SUPPLIED MATERIAL —
============================================================
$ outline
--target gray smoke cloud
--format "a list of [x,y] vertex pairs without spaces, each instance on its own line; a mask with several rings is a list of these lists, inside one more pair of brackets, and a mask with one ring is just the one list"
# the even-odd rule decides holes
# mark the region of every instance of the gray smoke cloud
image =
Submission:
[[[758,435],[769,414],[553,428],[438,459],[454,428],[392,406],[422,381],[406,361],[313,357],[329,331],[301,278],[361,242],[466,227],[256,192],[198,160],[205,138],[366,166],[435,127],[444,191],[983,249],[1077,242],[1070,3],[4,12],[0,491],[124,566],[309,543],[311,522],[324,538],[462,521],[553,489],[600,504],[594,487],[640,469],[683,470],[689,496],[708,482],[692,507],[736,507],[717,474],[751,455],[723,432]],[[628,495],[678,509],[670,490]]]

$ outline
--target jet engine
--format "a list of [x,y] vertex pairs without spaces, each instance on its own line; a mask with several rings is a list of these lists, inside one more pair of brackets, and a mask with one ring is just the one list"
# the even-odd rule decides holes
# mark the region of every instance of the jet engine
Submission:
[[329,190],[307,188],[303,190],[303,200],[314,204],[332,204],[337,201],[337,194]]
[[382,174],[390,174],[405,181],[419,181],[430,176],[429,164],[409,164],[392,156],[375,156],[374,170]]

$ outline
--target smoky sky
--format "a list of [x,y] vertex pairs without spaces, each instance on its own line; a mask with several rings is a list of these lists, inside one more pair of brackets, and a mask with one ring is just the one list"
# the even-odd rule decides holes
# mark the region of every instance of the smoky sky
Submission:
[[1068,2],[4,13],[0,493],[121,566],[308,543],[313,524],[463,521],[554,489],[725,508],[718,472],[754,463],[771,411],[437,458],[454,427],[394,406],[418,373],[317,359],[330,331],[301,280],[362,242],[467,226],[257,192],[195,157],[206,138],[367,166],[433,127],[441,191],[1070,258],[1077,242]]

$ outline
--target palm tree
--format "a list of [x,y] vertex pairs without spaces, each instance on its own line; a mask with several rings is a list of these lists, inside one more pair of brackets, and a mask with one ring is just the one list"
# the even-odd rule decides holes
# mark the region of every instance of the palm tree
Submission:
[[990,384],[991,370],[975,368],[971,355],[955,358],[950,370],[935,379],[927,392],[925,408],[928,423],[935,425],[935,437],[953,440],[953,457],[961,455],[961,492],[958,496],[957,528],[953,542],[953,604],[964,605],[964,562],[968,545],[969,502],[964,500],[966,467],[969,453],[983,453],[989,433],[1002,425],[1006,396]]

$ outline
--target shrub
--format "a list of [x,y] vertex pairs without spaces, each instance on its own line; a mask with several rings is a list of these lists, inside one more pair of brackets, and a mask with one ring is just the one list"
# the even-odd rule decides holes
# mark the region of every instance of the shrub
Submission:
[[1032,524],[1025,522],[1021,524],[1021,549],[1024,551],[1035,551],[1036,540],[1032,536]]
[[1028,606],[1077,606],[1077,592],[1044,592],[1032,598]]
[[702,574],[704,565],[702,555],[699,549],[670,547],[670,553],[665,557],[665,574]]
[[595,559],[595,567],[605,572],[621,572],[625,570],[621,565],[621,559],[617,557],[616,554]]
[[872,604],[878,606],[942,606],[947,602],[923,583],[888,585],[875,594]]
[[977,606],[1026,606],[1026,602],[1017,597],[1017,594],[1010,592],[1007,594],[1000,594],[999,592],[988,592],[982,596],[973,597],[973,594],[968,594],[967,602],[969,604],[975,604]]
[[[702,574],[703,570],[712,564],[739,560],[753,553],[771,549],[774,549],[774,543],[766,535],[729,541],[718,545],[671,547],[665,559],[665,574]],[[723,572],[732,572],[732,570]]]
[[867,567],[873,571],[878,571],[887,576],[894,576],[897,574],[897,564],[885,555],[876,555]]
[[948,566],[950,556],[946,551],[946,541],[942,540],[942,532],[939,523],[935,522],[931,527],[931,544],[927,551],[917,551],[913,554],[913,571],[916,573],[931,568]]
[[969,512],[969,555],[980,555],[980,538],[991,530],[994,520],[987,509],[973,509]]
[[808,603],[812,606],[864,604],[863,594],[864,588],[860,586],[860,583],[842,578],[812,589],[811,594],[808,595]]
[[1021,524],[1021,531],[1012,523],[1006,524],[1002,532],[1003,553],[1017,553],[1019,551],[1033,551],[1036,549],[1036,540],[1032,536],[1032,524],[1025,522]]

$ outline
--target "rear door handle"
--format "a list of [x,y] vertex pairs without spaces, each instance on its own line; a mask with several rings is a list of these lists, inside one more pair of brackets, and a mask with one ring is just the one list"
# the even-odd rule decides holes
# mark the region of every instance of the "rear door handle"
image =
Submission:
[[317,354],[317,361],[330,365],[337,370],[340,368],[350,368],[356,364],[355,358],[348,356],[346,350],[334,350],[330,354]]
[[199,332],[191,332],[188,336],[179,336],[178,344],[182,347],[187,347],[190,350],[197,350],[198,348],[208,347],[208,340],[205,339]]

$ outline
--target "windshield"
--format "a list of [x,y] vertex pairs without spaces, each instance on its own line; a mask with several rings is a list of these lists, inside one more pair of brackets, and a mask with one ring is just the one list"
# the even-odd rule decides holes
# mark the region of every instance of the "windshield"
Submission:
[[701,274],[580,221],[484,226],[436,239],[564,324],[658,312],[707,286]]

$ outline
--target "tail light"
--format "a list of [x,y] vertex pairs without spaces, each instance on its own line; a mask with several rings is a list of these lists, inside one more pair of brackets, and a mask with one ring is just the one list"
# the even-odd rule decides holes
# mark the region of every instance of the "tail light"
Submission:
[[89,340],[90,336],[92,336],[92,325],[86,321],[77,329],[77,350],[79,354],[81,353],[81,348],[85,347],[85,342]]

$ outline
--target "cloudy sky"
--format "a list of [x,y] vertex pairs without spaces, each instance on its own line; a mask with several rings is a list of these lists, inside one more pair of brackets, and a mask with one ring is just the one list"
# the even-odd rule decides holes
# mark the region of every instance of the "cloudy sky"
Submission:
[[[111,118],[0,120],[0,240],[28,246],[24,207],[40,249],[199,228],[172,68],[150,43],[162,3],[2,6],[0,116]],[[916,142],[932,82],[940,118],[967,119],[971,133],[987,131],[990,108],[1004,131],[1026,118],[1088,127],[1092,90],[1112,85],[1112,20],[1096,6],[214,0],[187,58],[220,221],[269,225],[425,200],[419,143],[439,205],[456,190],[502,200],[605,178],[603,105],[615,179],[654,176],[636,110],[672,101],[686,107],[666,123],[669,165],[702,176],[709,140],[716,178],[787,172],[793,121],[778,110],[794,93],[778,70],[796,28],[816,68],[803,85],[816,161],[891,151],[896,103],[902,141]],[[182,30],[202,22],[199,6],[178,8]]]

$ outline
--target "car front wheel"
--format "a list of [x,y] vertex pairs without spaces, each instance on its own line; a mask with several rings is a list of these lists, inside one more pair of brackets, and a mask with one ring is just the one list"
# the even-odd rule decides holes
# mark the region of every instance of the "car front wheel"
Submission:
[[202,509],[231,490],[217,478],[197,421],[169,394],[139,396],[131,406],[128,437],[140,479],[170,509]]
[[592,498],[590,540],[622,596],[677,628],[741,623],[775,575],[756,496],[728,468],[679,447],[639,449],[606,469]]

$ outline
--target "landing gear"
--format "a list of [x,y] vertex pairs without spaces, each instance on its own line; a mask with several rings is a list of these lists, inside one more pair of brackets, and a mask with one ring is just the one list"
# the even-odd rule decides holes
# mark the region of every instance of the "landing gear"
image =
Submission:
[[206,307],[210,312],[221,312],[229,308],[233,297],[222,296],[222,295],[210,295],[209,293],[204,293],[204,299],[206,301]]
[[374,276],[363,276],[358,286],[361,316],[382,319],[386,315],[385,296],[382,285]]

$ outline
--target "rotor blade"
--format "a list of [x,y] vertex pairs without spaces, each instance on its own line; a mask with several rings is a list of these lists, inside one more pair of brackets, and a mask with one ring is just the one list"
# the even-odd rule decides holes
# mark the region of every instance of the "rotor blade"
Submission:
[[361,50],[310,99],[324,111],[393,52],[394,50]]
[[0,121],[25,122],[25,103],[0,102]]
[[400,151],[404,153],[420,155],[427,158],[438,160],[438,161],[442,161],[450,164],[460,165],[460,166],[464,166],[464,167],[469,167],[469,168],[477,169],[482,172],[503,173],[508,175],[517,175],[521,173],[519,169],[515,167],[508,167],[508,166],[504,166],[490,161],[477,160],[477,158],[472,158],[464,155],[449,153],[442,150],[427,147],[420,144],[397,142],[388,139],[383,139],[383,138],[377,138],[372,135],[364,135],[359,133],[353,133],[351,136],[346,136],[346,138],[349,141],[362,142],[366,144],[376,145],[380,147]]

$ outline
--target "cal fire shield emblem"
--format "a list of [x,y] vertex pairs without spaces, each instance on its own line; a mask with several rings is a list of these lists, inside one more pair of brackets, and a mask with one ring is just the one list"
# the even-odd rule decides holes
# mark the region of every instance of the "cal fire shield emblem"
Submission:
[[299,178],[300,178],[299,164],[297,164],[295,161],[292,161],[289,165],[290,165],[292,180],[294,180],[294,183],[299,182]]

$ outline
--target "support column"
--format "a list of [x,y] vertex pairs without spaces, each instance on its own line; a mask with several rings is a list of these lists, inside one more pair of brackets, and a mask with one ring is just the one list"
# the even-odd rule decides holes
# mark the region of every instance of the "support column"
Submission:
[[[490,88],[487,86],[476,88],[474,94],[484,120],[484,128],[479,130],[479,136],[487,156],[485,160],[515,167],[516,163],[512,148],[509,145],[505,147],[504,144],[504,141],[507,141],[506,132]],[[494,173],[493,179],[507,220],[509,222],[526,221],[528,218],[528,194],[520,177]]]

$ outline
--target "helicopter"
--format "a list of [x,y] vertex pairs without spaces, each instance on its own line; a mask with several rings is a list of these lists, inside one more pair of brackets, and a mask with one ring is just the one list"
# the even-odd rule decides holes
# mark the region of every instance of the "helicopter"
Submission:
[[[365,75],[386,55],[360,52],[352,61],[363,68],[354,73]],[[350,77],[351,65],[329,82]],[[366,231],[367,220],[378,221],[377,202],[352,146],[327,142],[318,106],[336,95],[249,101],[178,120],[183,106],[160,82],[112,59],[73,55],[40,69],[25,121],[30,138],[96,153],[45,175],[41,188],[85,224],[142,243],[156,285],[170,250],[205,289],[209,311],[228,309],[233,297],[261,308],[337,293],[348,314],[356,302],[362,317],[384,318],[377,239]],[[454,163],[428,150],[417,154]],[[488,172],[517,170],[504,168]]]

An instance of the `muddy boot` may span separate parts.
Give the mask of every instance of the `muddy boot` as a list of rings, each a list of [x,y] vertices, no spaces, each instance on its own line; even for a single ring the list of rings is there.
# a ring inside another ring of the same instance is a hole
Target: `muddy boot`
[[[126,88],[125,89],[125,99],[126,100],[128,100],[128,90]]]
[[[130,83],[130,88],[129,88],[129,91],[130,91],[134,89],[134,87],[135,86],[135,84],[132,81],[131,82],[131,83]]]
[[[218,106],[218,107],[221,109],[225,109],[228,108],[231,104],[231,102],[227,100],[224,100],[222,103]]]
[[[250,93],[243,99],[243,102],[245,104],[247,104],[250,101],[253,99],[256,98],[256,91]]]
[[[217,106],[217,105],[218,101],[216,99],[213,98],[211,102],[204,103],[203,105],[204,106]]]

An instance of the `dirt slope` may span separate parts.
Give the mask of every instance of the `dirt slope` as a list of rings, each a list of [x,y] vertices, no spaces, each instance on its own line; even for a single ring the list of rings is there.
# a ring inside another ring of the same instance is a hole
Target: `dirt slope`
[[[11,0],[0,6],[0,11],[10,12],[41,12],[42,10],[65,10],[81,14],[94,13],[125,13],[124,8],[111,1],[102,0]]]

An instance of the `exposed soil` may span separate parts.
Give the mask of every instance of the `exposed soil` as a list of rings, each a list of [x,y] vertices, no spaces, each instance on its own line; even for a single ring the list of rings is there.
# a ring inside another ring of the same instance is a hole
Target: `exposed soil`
============================================================
GIVEN TASK — From the listing above, pull out each line that contains the word "door", with case counting.

REPLY —
--target "rear door handle"
# mark the region of every instance of the "rear door handle"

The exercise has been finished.